======== Task inputs

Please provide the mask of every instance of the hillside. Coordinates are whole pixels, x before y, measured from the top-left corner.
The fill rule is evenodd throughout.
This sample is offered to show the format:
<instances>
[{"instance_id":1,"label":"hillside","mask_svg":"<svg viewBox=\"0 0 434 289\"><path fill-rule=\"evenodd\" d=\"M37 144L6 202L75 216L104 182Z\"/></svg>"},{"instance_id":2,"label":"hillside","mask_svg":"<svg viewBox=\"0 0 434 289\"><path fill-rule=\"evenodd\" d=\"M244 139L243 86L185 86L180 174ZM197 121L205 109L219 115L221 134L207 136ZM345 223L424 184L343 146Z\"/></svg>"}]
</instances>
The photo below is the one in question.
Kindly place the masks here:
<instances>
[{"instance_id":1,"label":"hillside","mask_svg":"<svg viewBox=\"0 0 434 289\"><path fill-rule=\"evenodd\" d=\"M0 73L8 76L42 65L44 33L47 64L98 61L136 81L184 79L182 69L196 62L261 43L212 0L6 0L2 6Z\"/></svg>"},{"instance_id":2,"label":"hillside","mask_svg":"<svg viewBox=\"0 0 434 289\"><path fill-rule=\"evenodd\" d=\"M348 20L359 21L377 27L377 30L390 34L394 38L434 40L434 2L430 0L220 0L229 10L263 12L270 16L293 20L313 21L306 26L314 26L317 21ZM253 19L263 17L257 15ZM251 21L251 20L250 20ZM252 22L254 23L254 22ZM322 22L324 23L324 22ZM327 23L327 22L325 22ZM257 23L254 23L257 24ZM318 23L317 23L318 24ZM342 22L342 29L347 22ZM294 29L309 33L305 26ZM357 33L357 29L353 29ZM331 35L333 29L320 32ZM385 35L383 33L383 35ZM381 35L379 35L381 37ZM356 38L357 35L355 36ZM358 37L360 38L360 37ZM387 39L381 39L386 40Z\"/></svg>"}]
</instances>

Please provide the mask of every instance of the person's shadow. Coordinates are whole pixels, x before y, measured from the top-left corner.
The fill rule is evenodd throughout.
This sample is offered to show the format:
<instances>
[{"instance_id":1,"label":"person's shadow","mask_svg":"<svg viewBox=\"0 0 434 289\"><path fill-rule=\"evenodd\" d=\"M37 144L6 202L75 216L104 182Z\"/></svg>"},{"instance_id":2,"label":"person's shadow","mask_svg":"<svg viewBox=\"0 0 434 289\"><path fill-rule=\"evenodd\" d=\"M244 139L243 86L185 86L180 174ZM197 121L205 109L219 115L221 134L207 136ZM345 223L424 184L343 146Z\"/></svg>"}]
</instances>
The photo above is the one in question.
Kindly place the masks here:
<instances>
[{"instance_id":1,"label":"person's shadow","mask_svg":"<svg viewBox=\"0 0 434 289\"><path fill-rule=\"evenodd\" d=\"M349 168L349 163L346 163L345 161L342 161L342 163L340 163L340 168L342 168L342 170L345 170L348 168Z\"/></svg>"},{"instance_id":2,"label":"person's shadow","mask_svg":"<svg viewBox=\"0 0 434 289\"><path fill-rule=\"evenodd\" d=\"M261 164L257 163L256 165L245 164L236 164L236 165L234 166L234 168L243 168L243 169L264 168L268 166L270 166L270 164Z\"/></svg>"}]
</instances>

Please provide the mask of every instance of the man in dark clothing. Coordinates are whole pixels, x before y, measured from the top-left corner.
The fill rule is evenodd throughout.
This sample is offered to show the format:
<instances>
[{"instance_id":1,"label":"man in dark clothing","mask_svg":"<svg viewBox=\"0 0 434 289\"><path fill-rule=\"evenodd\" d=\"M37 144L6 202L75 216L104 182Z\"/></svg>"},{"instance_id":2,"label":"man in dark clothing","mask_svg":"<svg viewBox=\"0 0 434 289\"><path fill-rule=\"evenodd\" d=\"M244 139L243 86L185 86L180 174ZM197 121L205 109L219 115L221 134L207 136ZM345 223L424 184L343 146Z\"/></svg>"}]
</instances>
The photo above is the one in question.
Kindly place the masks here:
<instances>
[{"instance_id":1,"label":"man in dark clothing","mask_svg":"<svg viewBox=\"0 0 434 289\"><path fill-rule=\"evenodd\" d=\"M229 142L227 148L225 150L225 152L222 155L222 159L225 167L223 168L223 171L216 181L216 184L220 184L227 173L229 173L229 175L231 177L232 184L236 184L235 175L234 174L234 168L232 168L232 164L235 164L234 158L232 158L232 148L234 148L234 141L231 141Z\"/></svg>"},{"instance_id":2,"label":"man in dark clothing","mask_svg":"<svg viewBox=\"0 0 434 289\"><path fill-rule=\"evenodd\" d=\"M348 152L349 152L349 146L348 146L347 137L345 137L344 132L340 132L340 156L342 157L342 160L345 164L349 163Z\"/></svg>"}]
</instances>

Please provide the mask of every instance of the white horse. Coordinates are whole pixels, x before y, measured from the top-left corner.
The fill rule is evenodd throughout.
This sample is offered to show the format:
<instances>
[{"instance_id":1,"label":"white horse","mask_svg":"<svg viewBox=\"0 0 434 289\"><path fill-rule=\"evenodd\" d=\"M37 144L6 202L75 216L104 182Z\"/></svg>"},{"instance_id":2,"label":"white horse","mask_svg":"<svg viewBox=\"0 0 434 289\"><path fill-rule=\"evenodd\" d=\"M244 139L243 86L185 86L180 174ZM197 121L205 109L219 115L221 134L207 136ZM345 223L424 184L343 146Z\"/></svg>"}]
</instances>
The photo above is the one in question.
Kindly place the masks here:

================

### To do
Reproduce the lines of the records verbatim, starting at the line that contains "Please provide the mask of every instance of the white" and ending at the end of the records, with both ends included.

### Task response
Please provide the mask of every instance of the white horse. Coordinates are whole pixels, x before y, measured from the top-left corner.
The fill rule is evenodd throughout.
This sample is offered to show the format:
<instances>
[{"instance_id":1,"label":"white horse","mask_svg":"<svg viewBox=\"0 0 434 289\"><path fill-rule=\"evenodd\" d=\"M37 144L6 202L75 216L104 182Z\"/></svg>"},{"instance_id":2,"label":"white horse","mask_svg":"<svg viewBox=\"0 0 434 289\"><path fill-rule=\"evenodd\" d=\"M244 139L243 86L185 86L180 174ZM197 121L205 109L219 115L221 134L207 136ZM345 223L424 184L343 146Z\"/></svg>"}]
</instances>
The photo above is the one in question.
Kindly place the masks here:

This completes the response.